◆ GIVEN PASSAGE:

# Single Filter Basket



## xiuxiuejar (Jan 24, 2012)

I sometimes feel I am the only person left who uses the single filter basket. A nice single espresso made with 7-8 grams of coffee can't be beaten IMO. I was just wondering why people don't use the single basket. I also use the single with the bottomless portafilter and people advise against this. Why? It'd be good to know if anyone else makes single espressos these days or if you are all double espresso drinkers.


----------



## Spazbarista (Dec 6, 2011)

I would dearly like to use one, just to cut down on my caffeine intake, but I just find a double gives a better pour and is less prone to channelling. If there was a straight sided one I'd have a go.

I have got into a terrible habit, a bit like an alcoholic ordering a round at the bar and having a short while he waits. I do a double pour, one into a Capp cup and the other into an espresso cup. Milk gets frothed, cap made and then the leftover blob goes into the espresso which is downed in one.


----------



## fatboyslim (Sep 29, 2011)

Doesn't a single basket give you a really tiny espresso?

7g coffee = 14g liquid espresso?

That is just not enough liquid heaven for me.

Or do you extract it at a different ratio?


----------



## a-j (Nov 6, 2011)

If you are able to pull consistent shots with the Silvia standard single basket, many people would be very interested to know the precise details of how you're doing it, since the general belief out there is that it's almost impossible. I prefer a single but find myself tossing at least half of them, so it's simpler just to pull a double.

Dataset entries:

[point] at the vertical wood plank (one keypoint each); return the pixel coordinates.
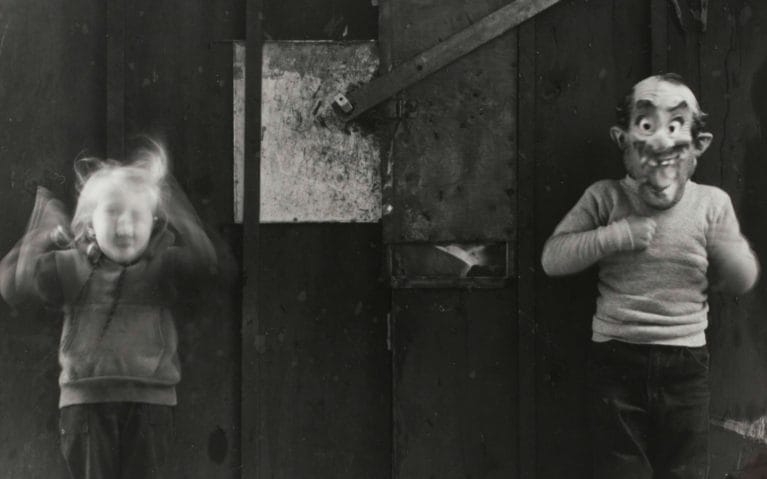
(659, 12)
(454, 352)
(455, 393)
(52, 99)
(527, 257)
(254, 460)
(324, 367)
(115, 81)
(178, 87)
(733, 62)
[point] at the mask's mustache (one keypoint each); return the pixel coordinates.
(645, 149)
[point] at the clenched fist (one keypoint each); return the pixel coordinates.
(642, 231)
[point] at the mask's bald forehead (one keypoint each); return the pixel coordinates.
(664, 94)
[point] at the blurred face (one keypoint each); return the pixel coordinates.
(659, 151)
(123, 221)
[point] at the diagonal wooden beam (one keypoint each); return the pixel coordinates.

◆ DIRECTION:
Reproduce the single filter basket thread from the top, word for word and in full.

◆ WRITTEN RESPONSE:
# Single Filter Basket



## xiuxiuejar (Jan 24, 2012)

I sometimes feel I am the only person left who uses the single filter basket. A nice single espresso made with 7-8 grams of coffee can't be beaten IMO. I was just wondering why people don't use the single basket. I also use the single with the bottomless portafilter and people advise against this. Why? It'd be good to know if anyone else makes single espressos these days or if you are all double espresso drinkers.


----------



## Spazbarista (Dec 6, 2011)

I would dearly like to use one, just to cut down on my caffeine intake, but I just find a double gives a better pour and is less prone to channelling. If there was a straight sided one I'd have a go.

I have got into a terrible habit, a bit like an alcoholic ordering a round at the bar and having a short while he waits. I do a double pour, one into a Capp cup and the other into an espresso cup. Milk gets frothed, cap made and then the leftover blob goes into the espresso which is downed in one.


----------



## fatboyslim (Sep 29, 2011)

Doesn't a single basket give you a really tiny espresso?

7g coffee = 14g liquid espresso?

That is just not enough liquid heaven for me.

Or do you extract it at a different ratio?


----------



## a-j (Nov 6, 2011)

If you are able to pull consistent shots with the Silvia standard single basket, many people would be very interested to know the precise details of how you're doing it, since the general belief out there is that it's almost impossible. I prefer a single but find myself tossing at least half of them, so it's simpler just to pull a double.